▶ [REQUIRED ACTION 1]: From the report on humanitarian camps at the Crimea checkpoint, list every geographic place name it mentions, giving each distinct name once.
▶ [REQUIRED ACTION 2]:
Decide whether each statement agrees with the report on humanitarian camps at the Crimea checkpoint. Answer yes or no, and quote the words from the report that settle it.
(a) Inna Holovanchuk holds the post of Deputy Minister for Reintegration of the Temporarily Occupied Territories of Ukraine.
(b) Holovanchuk says Ukraine is able to influence everything that happens in the temporarily occupied territory.
(c) Holovanchuk's remarks were made in an interview with Interfax-Ukraine.

▶ [EXTRACTED TEXT]:
——
Humanitarian camps may be deployed at checkpoint with Crimea if situation with COVID-19 worsens - dpty reintegration minister
The decision to deploy humanitarian camps at checkpoints on the administrative border with the occupied Autonomous Republic of Crimea can be made taking into account the situation with the spread of coronavirus infection COVID-19 and the shortage of drugs in the temporarily occupied territories, said Deputy Minister for Reintegration of the Temporarily Occupied Territories of Ukraine Inna Holovanchuk.
"If we talk about the current situation in the fight against COVID-19, then we understand that we do not have the ability to influence everything that happens in the temporarily occupied territory, but we can bring services closer to our citizens. Such a decision [deployment of humanitarian camps] can be adopted, taking into account the situation with the spread of coronavirus and the shortage of medicines in the temporarily occupied territories," Holovanchuk said in an exclusive interview with Interfax-Ukraine, answering the question under what conditions Ukraine can deploy humanitarian camps at the checkpoint on the administrative border with Crimea.
——
▶ [EXTRACTED INFORMATION]:
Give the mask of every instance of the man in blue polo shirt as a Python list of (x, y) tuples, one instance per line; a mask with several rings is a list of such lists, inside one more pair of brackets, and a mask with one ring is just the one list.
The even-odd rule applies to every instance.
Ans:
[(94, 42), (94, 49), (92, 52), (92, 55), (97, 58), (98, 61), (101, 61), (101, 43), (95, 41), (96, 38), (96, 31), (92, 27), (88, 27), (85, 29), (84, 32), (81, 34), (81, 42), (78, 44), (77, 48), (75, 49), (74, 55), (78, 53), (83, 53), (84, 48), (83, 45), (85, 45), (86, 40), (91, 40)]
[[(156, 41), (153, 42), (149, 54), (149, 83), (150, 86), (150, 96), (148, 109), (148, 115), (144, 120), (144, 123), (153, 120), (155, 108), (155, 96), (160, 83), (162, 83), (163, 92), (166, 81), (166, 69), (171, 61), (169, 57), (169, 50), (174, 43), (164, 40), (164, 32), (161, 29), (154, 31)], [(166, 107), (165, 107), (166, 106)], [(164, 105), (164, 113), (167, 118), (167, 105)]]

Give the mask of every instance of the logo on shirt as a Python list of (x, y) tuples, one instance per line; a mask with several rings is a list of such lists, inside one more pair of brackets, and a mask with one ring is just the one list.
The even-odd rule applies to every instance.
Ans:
——
▶ [PROBLEM SOLUTION 1]: Crimea; Autonomous Republic of Crimea; Ukraine

▶ [PROBLEM SOLUTION 2]:
(a) Yes: "said Deputy Minister for Reintegration of the Temporarily Occupied Territories of Ukraine Inna Holovanchuk"
(b) No: "we do not have the ability to influence everything that happens in the temporarily occupied territory"
(c) Yes: "Holovanchuk said in an exclusive interview with Interfax-Ukraine"